So reports like these should make people uneasy. They should not cause one to doubt every think tank report in existence.”
Did Brookings tug the right puppet strings to generate the Washington Post coverage? I doubt if Brookings called Professor Drezner and said, “Danny, about your regular contribution to the Washington Post …” It is conceivable that Brookings reached out to its fellows and “friends” with the message that it would welcome the public airing of their perspectives as a counter balance to the NYT story.
The Washington Post story links back to the Brookings website.
Turning our attention to online presence, a significant percent of Brookings’ target audience will conduct online searches to come to their own conclusions on the “he said, she said” standoff. Here’s a look at one obvious way they’ll search on the topic, [New York Times on Brookings]:
Certainly, big brands and names like a Brookings have an advantage in bulldozing their way into the search engine results page (SERP). Plus, the Brookings URL as an .edu, delivers lift in the eyes of Google.

+ + + + +

_Set of tasks_.
1: Transcribe the passage on Brookings from "Did Brookings tug" up to and including "the Brookings website.".
2: Answer these questions using the passage on Brookings:
(a) Which newspaper's story links back to the Brookings website?
(b) What is the domain ending of the Brookings URL?
(c) What search does the passage give as one obvious way people will look up the topic?
3: List every organization named in the passage on Brookings.

_Records_.
+ + + + +

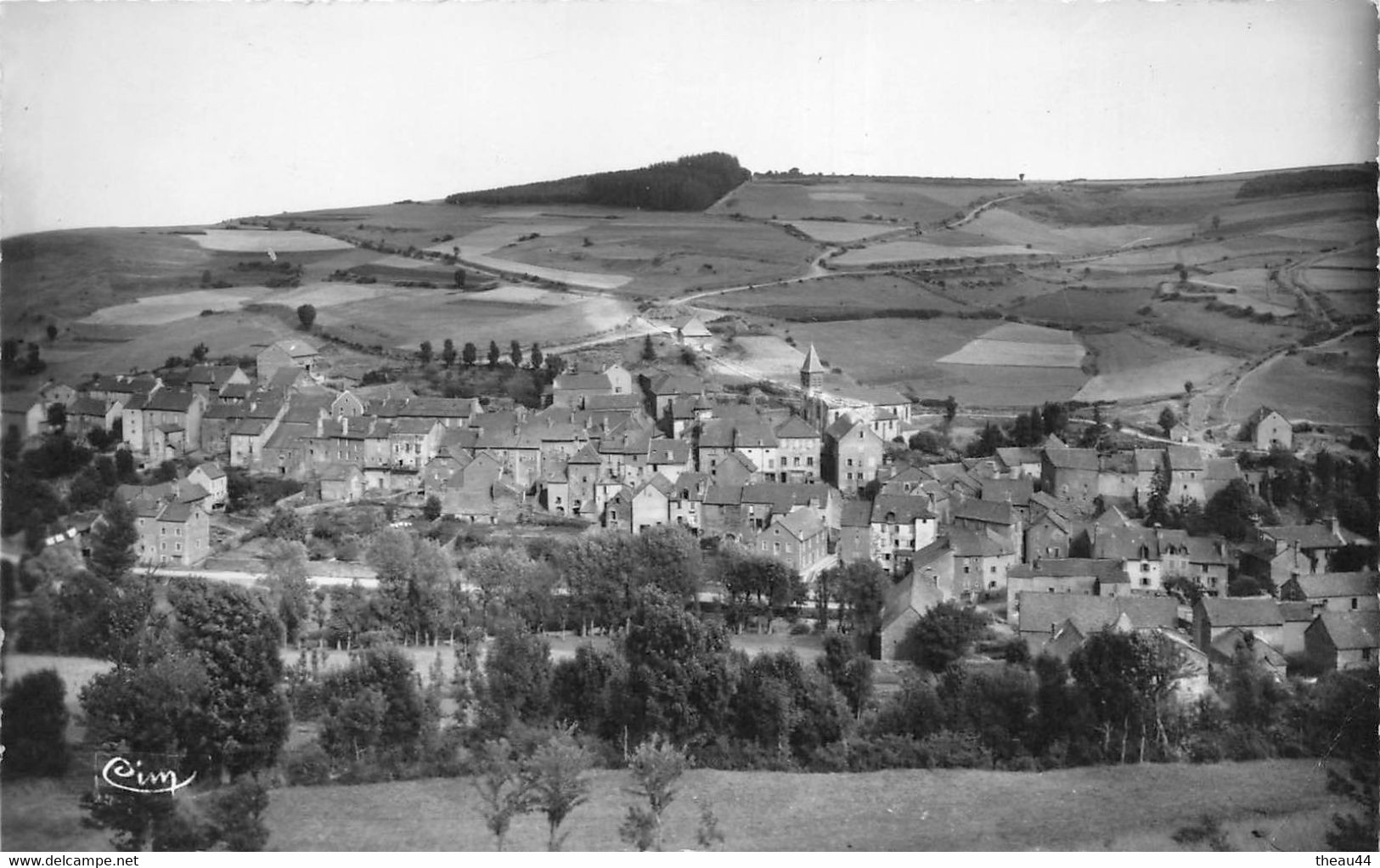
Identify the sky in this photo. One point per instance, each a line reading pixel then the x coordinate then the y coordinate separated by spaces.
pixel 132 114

+ + + + +

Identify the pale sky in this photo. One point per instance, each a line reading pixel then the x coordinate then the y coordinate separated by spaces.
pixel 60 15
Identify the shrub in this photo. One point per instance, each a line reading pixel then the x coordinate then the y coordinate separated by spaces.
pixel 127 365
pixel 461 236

+ + + + +

_Exercise responses_.
1:
Did Brookings tug the right puppet strings to generate the Washington Post coverage? I doubt if Brookings called Professor Drezner and said, “Danny, about your regular contribution to the Washington Post …” It is conceivable that Brookings reached out to its fellows and “friends” with the message that it would welcome the public airing of their perspectives as a counter balance to the NYT story.
The Washington Post story links back to the Brookings website.

2:
(a) The Washington Post
(b) .edu
(c) New York Times on Brookings

3:
Brookings
the Washington Post
the New York Times (also written NYT)
Google